WORK TO COMPLETE: Transcribe the full listing below exactly.

Mask labeling examples:
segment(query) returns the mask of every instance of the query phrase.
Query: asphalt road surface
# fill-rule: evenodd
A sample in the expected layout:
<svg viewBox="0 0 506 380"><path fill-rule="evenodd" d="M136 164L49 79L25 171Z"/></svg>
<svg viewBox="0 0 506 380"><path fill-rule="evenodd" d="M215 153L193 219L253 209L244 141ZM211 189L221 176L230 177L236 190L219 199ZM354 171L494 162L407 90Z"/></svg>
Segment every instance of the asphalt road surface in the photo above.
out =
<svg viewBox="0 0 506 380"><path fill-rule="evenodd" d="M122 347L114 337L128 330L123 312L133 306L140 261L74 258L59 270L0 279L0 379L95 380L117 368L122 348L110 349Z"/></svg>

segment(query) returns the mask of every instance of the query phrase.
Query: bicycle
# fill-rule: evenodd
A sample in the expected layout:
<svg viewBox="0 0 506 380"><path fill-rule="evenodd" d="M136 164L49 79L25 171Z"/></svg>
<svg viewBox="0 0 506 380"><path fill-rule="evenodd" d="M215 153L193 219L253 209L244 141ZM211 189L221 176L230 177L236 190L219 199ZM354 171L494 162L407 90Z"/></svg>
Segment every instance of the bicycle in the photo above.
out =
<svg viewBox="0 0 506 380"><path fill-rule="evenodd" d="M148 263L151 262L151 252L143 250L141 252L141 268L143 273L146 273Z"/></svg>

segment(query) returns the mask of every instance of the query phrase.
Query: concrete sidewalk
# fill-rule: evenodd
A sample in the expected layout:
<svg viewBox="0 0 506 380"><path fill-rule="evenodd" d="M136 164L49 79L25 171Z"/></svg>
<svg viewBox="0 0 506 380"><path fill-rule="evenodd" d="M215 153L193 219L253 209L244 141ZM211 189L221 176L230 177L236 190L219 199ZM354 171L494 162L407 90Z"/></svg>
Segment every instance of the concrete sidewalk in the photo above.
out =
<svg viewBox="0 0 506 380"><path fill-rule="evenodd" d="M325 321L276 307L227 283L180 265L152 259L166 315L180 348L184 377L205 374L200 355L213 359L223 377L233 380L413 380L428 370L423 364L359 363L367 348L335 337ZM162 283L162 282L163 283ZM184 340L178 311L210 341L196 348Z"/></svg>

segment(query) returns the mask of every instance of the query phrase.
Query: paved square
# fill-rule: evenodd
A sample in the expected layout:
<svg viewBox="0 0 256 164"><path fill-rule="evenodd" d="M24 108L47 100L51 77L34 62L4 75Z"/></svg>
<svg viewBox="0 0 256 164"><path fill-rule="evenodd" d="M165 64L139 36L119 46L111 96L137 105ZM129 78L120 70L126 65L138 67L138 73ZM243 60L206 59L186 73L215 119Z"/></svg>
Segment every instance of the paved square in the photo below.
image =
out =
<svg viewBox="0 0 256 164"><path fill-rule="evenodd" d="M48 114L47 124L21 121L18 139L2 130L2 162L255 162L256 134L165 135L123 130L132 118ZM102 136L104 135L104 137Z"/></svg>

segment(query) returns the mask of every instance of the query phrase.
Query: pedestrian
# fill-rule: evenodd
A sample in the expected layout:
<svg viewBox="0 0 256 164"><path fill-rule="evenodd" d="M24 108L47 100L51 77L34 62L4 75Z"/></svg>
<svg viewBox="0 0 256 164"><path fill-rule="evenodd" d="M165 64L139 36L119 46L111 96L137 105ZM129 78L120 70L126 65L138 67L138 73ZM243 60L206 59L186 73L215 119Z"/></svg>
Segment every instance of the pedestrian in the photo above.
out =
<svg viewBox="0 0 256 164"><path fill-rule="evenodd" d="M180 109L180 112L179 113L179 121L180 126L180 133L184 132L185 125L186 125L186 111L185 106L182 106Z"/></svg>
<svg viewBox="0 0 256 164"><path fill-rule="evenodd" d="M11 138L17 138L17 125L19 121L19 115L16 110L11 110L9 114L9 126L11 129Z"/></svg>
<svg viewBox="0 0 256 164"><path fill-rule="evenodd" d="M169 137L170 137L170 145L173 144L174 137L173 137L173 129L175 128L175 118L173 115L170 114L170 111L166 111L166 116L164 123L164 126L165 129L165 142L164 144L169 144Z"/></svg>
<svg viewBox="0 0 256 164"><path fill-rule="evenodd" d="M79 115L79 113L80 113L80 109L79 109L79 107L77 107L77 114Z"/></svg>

RESPONSE:
segment(query) returns the mask of every instance of the query phrase.
Query: asphalt road surface
# fill-rule: evenodd
A sample in the expected layout:
<svg viewBox="0 0 506 380"><path fill-rule="evenodd" d="M136 164L49 79L25 171Z"/></svg>
<svg viewBox="0 0 506 380"><path fill-rule="evenodd" d="M215 153L193 219L253 209L244 141ZM211 189L221 176L230 177L236 190L219 199ZM354 171L494 162L407 90Z"/></svg>
Segment every instance of the asphalt road surface in the photo above.
out =
<svg viewBox="0 0 506 380"><path fill-rule="evenodd" d="M122 347L114 337L128 330L123 312L133 306L140 261L74 258L59 270L0 279L0 379L95 380L117 368L122 348L110 349Z"/></svg>

segment(query) returns the mask of every instance of the query phrase.
Query: bicycle
# fill-rule: evenodd
A sample in the expected layout:
<svg viewBox="0 0 506 380"><path fill-rule="evenodd" d="M136 164L49 79L25 171Z"/></svg>
<svg viewBox="0 0 506 380"><path fill-rule="evenodd" d="M215 153L193 219L253 209L244 141ZM211 189L221 176L230 177L236 190L219 199ZM354 171L494 162L407 90Z"/></svg>
Segment every instance of the bicycle in the photo above.
out =
<svg viewBox="0 0 506 380"><path fill-rule="evenodd" d="M148 263L151 262L151 252L143 250L141 252L141 268L143 273L146 273Z"/></svg>

segment(query) returns the mask of every instance of the query phrase.
Query: concrete sidewalk
# fill-rule: evenodd
A sample in the expected layout:
<svg viewBox="0 0 506 380"><path fill-rule="evenodd" d="M136 164L49 79L25 171Z"/></svg>
<svg viewBox="0 0 506 380"><path fill-rule="evenodd" d="M215 153L193 219L253 209L244 141ZM211 189L221 176L230 177L236 190L219 199ZM354 171L494 162L407 90Z"/></svg>
Segment every instance of the concrete sidewalk in the photo above.
out =
<svg viewBox="0 0 506 380"><path fill-rule="evenodd" d="M325 321L276 307L227 283L180 265L152 259L166 315L180 348L184 377L205 374L200 355L213 359L223 377L233 380L413 380L428 370L423 364L359 363L367 348L335 337ZM162 283L162 282L163 283ZM184 340L178 311L210 341L196 348Z"/></svg>

segment(query) returns the mask of every instance of the query phrase.
Query: paved square
# fill-rule: evenodd
A sample in the expected layout:
<svg viewBox="0 0 256 164"><path fill-rule="evenodd" d="M24 108L47 100L51 77L34 62L4 75Z"/></svg>
<svg viewBox="0 0 256 164"><path fill-rule="evenodd" d="M165 64L139 36L119 46L111 96L137 105ZM129 78L120 70L126 65L138 67L138 73ZM243 60L206 59L186 73L215 119Z"/></svg>
Segment every instance of the paved square in the photo below.
image =
out =
<svg viewBox="0 0 256 164"><path fill-rule="evenodd" d="M48 114L47 124L21 121L18 139L2 130L2 162L255 162L256 134L165 135L123 130L132 118ZM102 136L104 135L104 137Z"/></svg>

segment(query) returns the mask of every instance of the query phrase.
Query: pedestrian
# fill-rule: evenodd
A sample in the expected layout:
<svg viewBox="0 0 256 164"><path fill-rule="evenodd" d="M24 108L47 100L51 77L34 62L4 75Z"/></svg>
<svg viewBox="0 0 256 164"><path fill-rule="evenodd" d="M165 64L139 36L119 46L111 96L137 105ZM129 78L120 70L126 65L138 67L138 73ZM243 60L206 59L186 73L215 119Z"/></svg>
Segment every instance of the pedestrian in the photo above.
out =
<svg viewBox="0 0 256 164"><path fill-rule="evenodd" d="M180 109L180 112L179 113L179 121L180 126L180 133L184 132L185 125L186 125L186 111L185 106L182 106Z"/></svg>
<svg viewBox="0 0 256 164"><path fill-rule="evenodd" d="M11 138L17 138L17 125L19 121L19 115L16 110L11 110L9 114L9 126L11 129Z"/></svg>
<svg viewBox="0 0 256 164"><path fill-rule="evenodd" d="M169 137L170 137L170 145L173 144L174 137L173 137L173 129L175 128L175 118L173 115L170 114L170 111L166 111L166 116L164 123L164 126L165 129L165 142L164 144L169 144Z"/></svg>
<svg viewBox="0 0 256 164"><path fill-rule="evenodd" d="M79 115L79 113L80 113L80 109L79 109L79 107L77 107L77 114Z"/></svg>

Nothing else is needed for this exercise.